Rebenta a bolha

Tomás Albino Gomes
Tomás Albino Gomes

Há uma expressão de miúdo que me tem vindo à memória nos últimos dias: “rebenta a bolha”. Consigo recordar perfeitamente o recreio dos primeiros anos de escola e um jogo das escondidas a dar para o torto, a maior parte das vezes porque a campainha tinha tocado e a professora já estava à porta da sala a ver onde é que andava quem não estava ainda sentado na sua carteira, e o grito de um de nós a surgir: “ou! rebenta a bolha! Rebenta a boooooooooooolhaaaaaaaaaaaaa!”.

O dito servia ora para terminar o jogo por factores que impediam o normal decorrer da brincadeira ora para, pelas mesmas causas, reunir os grupo e recomeçar o jogo numa tentativa de que as regras, desta vez, fossem cumpridas.

Na última semana também rebentou uma bolha, mas não foi numa brincadeira de recreio. Foi a bolha de segurança prometida pelo governo para os adeptos ingleses, do Manchester City e Chelsea, que se deslocaram à cidade do Porto para assistir à final da Liga dos Campeões entre os dois clubes da Premier League e que sagrou os Blues como campeões europeus.

******

| Requisitos do exercício |
Reproduza sem alterações o trecho da crónica acima que vai de "O dito servia" a "vez, fossem cumpridas.".

******

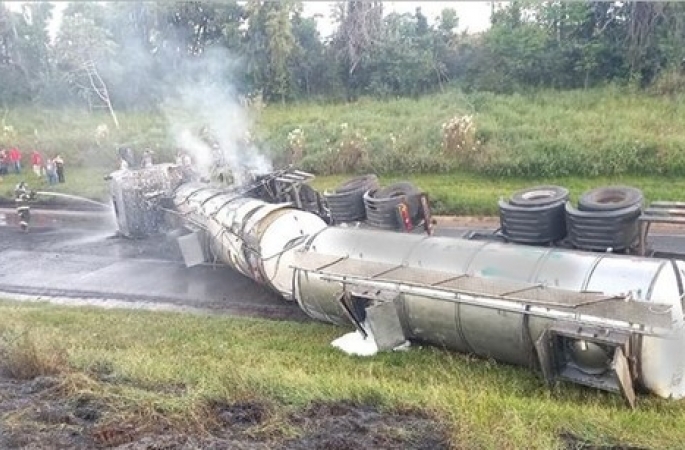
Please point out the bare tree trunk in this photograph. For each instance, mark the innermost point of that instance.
(101, 90)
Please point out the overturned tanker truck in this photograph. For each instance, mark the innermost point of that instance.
(368, 256)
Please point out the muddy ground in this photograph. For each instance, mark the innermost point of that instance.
(34, 416)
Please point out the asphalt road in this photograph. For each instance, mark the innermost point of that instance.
(79, 256)
(74, 255)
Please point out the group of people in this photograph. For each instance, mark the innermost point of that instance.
(51, 168)
(127, 159)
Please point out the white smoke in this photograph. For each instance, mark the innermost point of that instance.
(202, 97)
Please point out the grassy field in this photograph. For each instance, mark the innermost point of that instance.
(463, 193)
(458, 193)
(172, 365)
(608, 131)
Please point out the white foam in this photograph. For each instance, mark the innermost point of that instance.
(355, 344)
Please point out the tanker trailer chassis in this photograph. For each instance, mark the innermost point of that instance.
(608, 321)
(582, 337)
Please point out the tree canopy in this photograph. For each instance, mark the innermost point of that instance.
(117, 53)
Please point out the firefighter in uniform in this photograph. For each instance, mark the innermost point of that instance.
(22, 196)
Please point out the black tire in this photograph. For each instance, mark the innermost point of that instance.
(539, 196)
(364, 182)
(381, 204)
(535, 225)
(610, 198)
(601, 230)
(346, 203)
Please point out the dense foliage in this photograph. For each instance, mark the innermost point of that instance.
(114, 55)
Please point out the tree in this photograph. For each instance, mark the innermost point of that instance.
(359, 29)
(82, 45)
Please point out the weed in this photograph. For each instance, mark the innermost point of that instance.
(22, 358)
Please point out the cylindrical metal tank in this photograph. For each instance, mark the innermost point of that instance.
(499, 333)
(251, 236)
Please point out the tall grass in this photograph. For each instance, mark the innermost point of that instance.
(603, 131)
(164, 364)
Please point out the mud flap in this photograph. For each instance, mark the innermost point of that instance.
(622, 370)
(557, 361)
(192, 249)
(375, 313)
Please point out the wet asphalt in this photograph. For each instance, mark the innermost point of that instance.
(78, 255)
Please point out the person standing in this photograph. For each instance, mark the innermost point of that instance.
(37, 163)
(59, 167)
(51, 171)
(146, 160)
(15, 159)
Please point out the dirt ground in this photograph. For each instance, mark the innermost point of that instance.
(34, 416)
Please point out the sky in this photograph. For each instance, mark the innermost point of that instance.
(474, 16)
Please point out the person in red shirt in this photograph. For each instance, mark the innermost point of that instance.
(37, 163)
(15, 159)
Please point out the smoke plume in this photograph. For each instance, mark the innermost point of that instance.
(206, 118)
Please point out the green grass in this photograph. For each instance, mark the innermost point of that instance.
(603, 131)
(578, 139)
(459, 193)
(608, 131)
(484, 404)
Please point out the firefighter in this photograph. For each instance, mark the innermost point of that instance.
(23, 195)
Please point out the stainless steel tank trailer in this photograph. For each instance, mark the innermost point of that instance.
(606, 320)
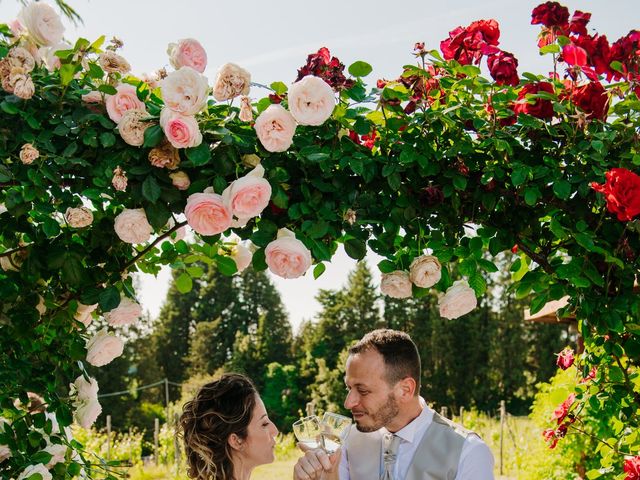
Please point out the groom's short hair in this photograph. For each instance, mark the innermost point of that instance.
(400, 354)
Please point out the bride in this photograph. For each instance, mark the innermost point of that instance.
(226, 430)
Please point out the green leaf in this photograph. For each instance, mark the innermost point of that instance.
(226, 265)
(199, 155)
(151, 189)
(109, 298)
(356, 249)
(153, 136)
(360, 69)
(318, 270)
(184, 283)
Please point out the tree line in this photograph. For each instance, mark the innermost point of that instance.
(240, 324)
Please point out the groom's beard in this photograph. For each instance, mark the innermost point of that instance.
(381, 417)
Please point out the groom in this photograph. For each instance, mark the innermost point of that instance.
(397, 437)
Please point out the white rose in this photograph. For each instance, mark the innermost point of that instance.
(103, 348)
(425, 271)
(33, 469)
(311, 101)
(185, 91)
(42, 22)
(87, 412)
(396, 284)
(231, 81)
(78, 217)
(124, 314)
(83, 313)
(131, 226)
(458, 300)
(242, 256)
(275, 128)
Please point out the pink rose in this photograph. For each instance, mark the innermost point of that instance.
(84, 313)
(181, 131)
(42, 22)
(124, 314)
(248, 196)
(207, 213)
(180, 180)
(185, 91)
(311, 101)
(103, 348)
(187, 53)
(242, 256)
(396, 284)
(425, 271)
(132, 226)
(287, 256)
(458, 300)
(125, 99)
(275, 128)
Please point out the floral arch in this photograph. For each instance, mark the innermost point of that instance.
(101, 171)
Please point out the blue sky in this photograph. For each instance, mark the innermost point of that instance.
(272, 39)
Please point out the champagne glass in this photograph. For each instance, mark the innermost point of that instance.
(308, 431)
(335, 428)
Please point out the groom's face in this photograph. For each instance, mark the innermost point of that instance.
(369, 397)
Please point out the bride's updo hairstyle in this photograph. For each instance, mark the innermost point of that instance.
(219, 409)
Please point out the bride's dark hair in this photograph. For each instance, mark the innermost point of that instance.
(219, 409)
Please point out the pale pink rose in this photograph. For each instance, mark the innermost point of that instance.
(396, 284)
(207, 213)
(249, 195)
(287, 256)
(57, 452)
(79, 217)
(39, 468)
(425, 271)
(111, 62)
(125, 99)
(185, 91)
(5, 453)
(119, 180)
(23, 87)
(93, 97)
(48, 55)
(242, 256)
(124, 314)
(103, 348)
(246, 112)
(41, 307)
(132, 226)
(187, 53)
(275, 128)
(42, 22)
(132, 126)
(311, 100)
(458, 300)
(181, 131)
(28, 153)
(180, 180)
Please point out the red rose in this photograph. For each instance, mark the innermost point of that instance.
(541, 108)
(550, 14)
(563, 409)
(593, 99)
(574, 55)
(632, 468)
(622, 192)
(503, 68)
(565, 358)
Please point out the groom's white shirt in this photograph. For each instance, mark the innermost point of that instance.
(476, 459)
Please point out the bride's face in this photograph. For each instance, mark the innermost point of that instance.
(260, 441)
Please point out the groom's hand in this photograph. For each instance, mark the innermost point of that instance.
(316, 464)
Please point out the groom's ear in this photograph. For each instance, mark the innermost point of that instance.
(235, 442)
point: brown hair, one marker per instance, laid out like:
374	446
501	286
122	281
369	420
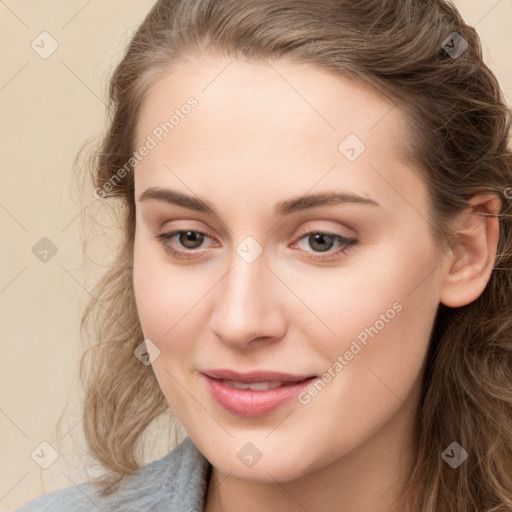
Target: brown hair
459	132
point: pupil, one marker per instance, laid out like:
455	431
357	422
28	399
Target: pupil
320	237
191	236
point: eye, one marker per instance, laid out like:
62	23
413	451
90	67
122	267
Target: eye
323	241
320	241
190	239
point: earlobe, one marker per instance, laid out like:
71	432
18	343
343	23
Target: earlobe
471	260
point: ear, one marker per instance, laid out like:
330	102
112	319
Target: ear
471	260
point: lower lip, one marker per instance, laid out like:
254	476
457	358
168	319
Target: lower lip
246	402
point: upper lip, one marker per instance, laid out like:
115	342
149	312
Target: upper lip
255	376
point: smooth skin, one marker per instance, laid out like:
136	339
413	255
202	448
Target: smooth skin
262	133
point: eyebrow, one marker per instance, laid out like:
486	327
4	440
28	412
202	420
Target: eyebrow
282	208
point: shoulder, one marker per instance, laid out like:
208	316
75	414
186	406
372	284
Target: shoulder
176	482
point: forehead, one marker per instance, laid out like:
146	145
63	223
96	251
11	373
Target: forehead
271	124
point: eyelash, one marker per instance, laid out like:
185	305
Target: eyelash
349	244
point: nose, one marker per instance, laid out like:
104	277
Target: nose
248	304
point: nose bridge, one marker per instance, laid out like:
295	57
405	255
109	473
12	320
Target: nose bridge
245	302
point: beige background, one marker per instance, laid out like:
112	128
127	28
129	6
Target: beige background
49	108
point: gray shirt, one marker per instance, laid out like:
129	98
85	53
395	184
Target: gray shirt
174	483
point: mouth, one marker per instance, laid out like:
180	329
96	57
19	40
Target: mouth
260	386
256	398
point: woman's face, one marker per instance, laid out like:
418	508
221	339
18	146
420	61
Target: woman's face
257	287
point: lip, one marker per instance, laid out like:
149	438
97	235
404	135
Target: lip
255	376
251	403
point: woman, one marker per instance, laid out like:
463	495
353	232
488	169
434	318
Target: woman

******

| Resposta ao exercício |
O dito servia ora para terminar o jogo por factores que impediam o normal decorrer da brincadeira ora para, pelas mesmas causas, reunir os grupo e recomeçar o jogo numa tentativa de que as regras, desta vez, fossem cumpridas.